#### PROVIDED RECORDS
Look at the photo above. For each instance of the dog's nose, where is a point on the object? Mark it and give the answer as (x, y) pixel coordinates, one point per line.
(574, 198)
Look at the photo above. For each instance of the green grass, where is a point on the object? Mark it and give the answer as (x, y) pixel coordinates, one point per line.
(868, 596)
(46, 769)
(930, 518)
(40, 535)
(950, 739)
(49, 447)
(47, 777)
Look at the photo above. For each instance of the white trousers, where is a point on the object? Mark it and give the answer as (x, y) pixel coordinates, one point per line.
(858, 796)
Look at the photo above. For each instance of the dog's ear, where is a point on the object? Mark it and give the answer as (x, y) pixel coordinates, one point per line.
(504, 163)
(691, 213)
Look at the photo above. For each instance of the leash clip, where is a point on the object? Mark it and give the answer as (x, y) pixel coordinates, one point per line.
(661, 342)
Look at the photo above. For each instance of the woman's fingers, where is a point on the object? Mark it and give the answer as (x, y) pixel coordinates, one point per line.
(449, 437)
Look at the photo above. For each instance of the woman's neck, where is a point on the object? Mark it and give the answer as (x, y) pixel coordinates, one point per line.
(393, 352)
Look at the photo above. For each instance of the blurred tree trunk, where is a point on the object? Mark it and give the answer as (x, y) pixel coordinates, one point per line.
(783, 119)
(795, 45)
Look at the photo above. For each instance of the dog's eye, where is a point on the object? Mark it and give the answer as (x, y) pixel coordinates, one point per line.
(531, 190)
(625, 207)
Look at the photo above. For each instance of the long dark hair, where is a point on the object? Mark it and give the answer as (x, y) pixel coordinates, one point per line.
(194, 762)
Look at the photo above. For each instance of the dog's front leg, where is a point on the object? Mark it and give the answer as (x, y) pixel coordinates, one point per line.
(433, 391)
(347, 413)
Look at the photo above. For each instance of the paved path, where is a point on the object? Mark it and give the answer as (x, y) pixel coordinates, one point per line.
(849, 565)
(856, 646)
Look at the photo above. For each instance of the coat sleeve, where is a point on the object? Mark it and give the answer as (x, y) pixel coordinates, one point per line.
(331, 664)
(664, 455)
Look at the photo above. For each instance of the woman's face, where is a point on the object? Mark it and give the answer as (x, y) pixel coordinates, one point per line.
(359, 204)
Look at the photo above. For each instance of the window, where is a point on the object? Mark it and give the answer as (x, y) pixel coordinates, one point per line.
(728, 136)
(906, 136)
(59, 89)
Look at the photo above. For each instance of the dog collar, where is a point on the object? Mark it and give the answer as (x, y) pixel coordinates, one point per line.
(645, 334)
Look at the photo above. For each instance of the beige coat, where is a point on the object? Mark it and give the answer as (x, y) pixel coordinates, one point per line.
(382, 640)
########
= WRITTEN INSTRUCTION =
Reproduce only the lines between the line containing "Look at the photo above. For each instance of the long" and the last line of the records, those two lines included, exactly.

= WRITTEN RESPONSE =
Look at the photo above. For each instance of the long dark hair, where is a point on the object? Mark it and give the answer as (x, y) pixel coordinates, one point per line.
(194, 762)
Look at the photo above. For each instance of the dog's front leg, where is a point on the object? Mark it and give the answer as (x, y) pixel coordinates, one point per line.
(433, 391)
(347, 413)
Look at the photo above. For each instance of the paved path, where is a point on the object? Mark it and give the answer as (x, y) pixel coordinates, one point per line.
(849, 565)
(856, 646)
Look at the photo above. For each instance of the coat sleeve, where is a point on the object? Mark it and give the answer as (x, y) pixel coordinates, one point per line.
(331, 664)
(664, 455)
Look at the photo above. For each instance of the woman's face, where is a point on the object? Mark it and give the answer as (x, y) pixel coordinates, one point per line.
(359, 204)
Look at the photo above. For each instance of the window, where is a point on the object? Mark it and give the answer as (x, y) pixel coordinates, one point per line.
(728, 136)
(906, 136)
(59, 89)
Look at the photo above. For each instance of the dog collar, where is a point on the object? Mark it and give the answer as (x, y) pixel coordinates, one point per line.
(645, 334)
Look at the photo above. For each instance of the beige coat, where is a point on the object? Mark it and give the answer as (x, y) pixel coordinates, one point per line.
(382, 640)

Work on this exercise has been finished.